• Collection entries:
....................

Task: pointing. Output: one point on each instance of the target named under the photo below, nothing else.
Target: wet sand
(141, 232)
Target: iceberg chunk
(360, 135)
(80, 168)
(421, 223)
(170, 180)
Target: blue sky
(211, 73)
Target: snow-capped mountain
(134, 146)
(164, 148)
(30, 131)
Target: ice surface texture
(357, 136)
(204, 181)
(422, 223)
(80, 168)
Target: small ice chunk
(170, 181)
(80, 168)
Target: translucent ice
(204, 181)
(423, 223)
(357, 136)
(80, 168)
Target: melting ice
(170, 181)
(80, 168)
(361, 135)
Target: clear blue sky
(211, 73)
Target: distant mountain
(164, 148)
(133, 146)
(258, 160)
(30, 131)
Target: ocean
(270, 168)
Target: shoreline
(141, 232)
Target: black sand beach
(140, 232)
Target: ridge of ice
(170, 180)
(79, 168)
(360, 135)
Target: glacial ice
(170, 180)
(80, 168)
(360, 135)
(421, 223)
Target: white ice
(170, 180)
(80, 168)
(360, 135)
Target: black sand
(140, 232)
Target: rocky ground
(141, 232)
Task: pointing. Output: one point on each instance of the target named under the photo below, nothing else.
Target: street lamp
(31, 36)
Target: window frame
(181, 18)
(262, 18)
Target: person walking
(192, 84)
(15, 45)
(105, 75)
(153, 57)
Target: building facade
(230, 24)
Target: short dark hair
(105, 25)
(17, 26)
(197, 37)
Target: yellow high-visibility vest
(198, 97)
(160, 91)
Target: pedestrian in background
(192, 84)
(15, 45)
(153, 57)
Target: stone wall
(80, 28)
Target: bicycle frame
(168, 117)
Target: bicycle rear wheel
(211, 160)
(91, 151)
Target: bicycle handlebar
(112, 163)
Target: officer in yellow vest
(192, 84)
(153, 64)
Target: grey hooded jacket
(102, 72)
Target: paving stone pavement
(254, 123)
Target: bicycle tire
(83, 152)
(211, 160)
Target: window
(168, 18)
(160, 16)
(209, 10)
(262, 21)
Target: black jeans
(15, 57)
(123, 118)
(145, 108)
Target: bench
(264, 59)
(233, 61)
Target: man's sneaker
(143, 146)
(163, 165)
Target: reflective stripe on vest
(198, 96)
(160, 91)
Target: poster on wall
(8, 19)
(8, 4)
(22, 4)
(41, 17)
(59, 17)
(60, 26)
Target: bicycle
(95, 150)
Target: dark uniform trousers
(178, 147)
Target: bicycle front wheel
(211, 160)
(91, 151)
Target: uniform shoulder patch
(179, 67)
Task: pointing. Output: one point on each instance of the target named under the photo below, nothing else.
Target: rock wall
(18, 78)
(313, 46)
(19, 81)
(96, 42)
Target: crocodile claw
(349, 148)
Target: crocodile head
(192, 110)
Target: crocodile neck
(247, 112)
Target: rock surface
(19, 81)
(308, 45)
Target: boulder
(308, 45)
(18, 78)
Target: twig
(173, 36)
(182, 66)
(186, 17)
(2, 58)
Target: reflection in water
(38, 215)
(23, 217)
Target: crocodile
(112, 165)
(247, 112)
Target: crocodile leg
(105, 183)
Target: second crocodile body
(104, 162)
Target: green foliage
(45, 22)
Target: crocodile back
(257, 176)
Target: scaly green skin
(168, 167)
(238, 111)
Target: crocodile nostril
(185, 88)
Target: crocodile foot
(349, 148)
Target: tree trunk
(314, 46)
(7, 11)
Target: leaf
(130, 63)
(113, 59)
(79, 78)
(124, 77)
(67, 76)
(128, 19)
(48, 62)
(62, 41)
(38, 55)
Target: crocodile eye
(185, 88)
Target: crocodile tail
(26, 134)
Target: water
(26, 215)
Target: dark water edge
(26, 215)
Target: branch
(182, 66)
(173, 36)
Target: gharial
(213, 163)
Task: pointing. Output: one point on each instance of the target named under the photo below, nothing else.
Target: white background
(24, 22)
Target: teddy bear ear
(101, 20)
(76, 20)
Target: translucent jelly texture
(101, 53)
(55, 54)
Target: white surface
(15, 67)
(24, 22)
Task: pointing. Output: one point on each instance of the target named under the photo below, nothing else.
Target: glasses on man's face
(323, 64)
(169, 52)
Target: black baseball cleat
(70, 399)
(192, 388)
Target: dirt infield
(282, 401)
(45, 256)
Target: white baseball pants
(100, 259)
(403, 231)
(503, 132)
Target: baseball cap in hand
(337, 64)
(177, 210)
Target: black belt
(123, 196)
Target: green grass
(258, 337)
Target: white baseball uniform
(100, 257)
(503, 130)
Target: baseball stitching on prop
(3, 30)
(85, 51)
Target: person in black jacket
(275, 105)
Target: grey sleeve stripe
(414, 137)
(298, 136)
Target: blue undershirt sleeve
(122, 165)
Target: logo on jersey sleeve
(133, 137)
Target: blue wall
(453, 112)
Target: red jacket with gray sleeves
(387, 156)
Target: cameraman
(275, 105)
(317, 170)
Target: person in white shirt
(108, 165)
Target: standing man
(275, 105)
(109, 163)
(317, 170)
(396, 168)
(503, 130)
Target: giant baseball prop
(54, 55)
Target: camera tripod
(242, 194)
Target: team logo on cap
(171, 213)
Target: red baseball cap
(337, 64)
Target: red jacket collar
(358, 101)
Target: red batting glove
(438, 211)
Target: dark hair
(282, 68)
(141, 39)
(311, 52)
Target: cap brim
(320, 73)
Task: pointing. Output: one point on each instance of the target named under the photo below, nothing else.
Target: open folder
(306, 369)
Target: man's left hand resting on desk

....................

• Description of the task:
Please print out every record exactly as it is written.

• Problem solution:
Task: pointing. Output: one point on each instance of the target named under the photo below, nothing else.
Target: wet sand
(141, 232)
Target: iceberg chunk
(360, 135)
(80, 168)
(421, 223)
(170, 180)
Target: blue sky
(211, 73)
Target: snow-capped mountain
(134, 146)
(164, 148)
(30, 131)
Target: ice surface texture
(357, 136)
(204, 181)
(422, 223)
(80, 168)
Target: small ice chunk
(170, 181)
(80, 168)
Target: translucent ice
(204, 181)
(423, 223)
(357, 136)
(80, 168)
Target: melting ice
(170, 181)
(80, 168)
(361, 135)
Target: clear blue sky
(211, 73)
Target: distant mountain
(164, 148)
(133, 146)
(258, 160)
(30, 131)
Target: ocean
(270, 168)
Target: shoreline
(141, 232)
Target: black sand beach
(140, 232)
Target: ridge of ice
(170, 180)
(79, 168)
(360, 135)
Target: glacial ice
(170, 180)
(80, 168)
(360, 135)
(421, 223)
Target: white ice
(170, 180)
(80, 168)
(360, 135)
Target: black sand
(140, 232)
Target: rocky ground
(141, 232)
Task: pointing. Output: one point on each instance of the target named under the photo below, nothing else.
Target: street lamp
(31, 36)
Target: window frame
(181, 18)
(262, 18)
Target: person walking
(192, 84)
(15, 45)
(105, 75)
(153, 57)
Target: building facade
(230, 24)
Target: short dark hair
(105, 25)
(17, 26)
(197, 37)
Target: yellow high-visibility vest
(198, 97)
(160, 91)
Target: pedestrian in background
(192, 84)
(15, 45)
(153, 57)
Target: stone wall
(80, 28)
Target: bicycle frame
(168, 117)
Target: bicycle rear wheel
(211, 160)
(91, 151)
Target: bicycle handlebar
(112, 163)
Target: officer in yellow vest
(192, 84)
(153, 64)
Target: grey hooded jacket
(102, 72)
Target: paving stone pavement
(254, 123)
Target: bicycle tire
(83, 152)
(211, 160)
Target: window
(168, 18)
(160, 16)
(209, 10)
(262, 21)
Target: black jeans
(15, 57)
(123, 118)
(145, 108)
Target: bench
(264, 59)
(233, 61)
Target: man's sneaker
(143, 146)
(163, 165)
Target: reflective stripe on vest
(198, 96)
(160, 91)
Target: poster on wall
(8, 19)
(8, 4)
(22, 4)
(41, 17)
(59, 17)
(60, 26)
Target: bicycle
(95, 150)
Target: dark uniform trousers
(178, 147)
Target: bicycle front wheel
(211, 160)
(91, 151)
Target: uniform shoulder patch
(179, 67)
Task: pointing. Output: one point on each instance of the target named under the photo below, nothing else.
Target: rock wall
(18, 78)
(313, 46)
(19, 81)
(96, 42)
Target: crocodile claw
(349, 148)
Target: crocodile head
(192, 110)
Target: crocodile neck
(247, 112)
Target: rock surface
(19, 81)
(308, 45)
Target: boulder
(308, 45)
(18, 78)
Target: twig
(173, 36)
(182, 66)
(186, 17)
(2, 58)
Target: reflection in water
(38, 215)
(23, 217)
Target: crocodile
(112, 165)
(247, 112)
Target: crocodile leg
(105, 183)
Target: second crocodile body
(104, 162)
Target: green foliage
(45, 22)
Target: crocodile back
(257, 176)
Target: scaly green skin
(168, 167)
(238, 111)
Target: crocodile nostril
(185, 88)
Target: crocodile foot
(349, 148)
Target: tree trunk
(314, 46)
(7, 11)
Target: leaf
(130, 63)
(113, 59)
(79, 78)
(124, 77)
(67, 76)
(128, 19)
(48, 62)
(62, 41)
(38, 55)
Target: crocodile eye
(185, 88)
Target: crocodile tail
(26, 134)
Target: water
(26, 215)
Target: dark water edge
(26, 215)
Target: branch
(182, 66)
(173, 36)
Target: gharial
(213, 163)
Task: pointing. Output: one point on each instance of the target named under the photo below, nothing else.
Target: white background
(24, 22)
Target: teddy bear ear
(101, 20)
(76, 20)
Target: translucent jelly texture
(101, 53)
(55, 54)
Target: white surface
(15, 67)
(24, 22)
Task: pointing. Output: one point on each instance of the target named under the photo below, nothing else.
Target: glasses on man's face
(323, 64)
(169, 52)
Target: black baseball cleat
(70, 399)
(192, 388)
Target: dirt infield
(282, 401)
(45, 256)
Target: white baseball pants
(100, 259)
(403, 231)
(503, 132)
Target: baseball cap in hand
(337, 64)
(177, 210)
Target: black belt
(123, 196)
Target: green grass
(258, 337)
Target: white baseball uniform
(100, 257)
(503, 130)
Target: baseball stitching on prop
(3, 30)
(85, 51)
Target: person in black jacket
(275, 105)
Target: grey sleeve stripe
(414, 137)
(298, 136)
Target: blue undershirt sleeve
(122, 165)
Target: logo on jersey sleeve
(133, 137)
Target: blue wall
(453, 112)
Target: red jacket with gray sleeves
(387, 156)
Target: cameraman
(275, 105)
(317, 170)
Target: person in white shirt
(108, 165)
Target: standing man
(275, 105)
(109, 163)
(317, 170)
(396, 168)
(503, 130)
Target: giant baseball prop
(54, 55)
Target: camera tripod
(242, 194)
Target: team logo on cap
(171, 213)
Target: red baseball cap
(337, 64)
Target: red jacket collar
(358, 101)
Target: red batting glove
(438, 211)
Target: dark hair
(282, 68)
(141, 39)
(311, 52)
Target: cap brim
(320, 73)
Task: pointing. Output: one point on each instance of the target named under the photo below, nothing else.
Target: open folder
(306, 369)
Target: man's left hand resting on desk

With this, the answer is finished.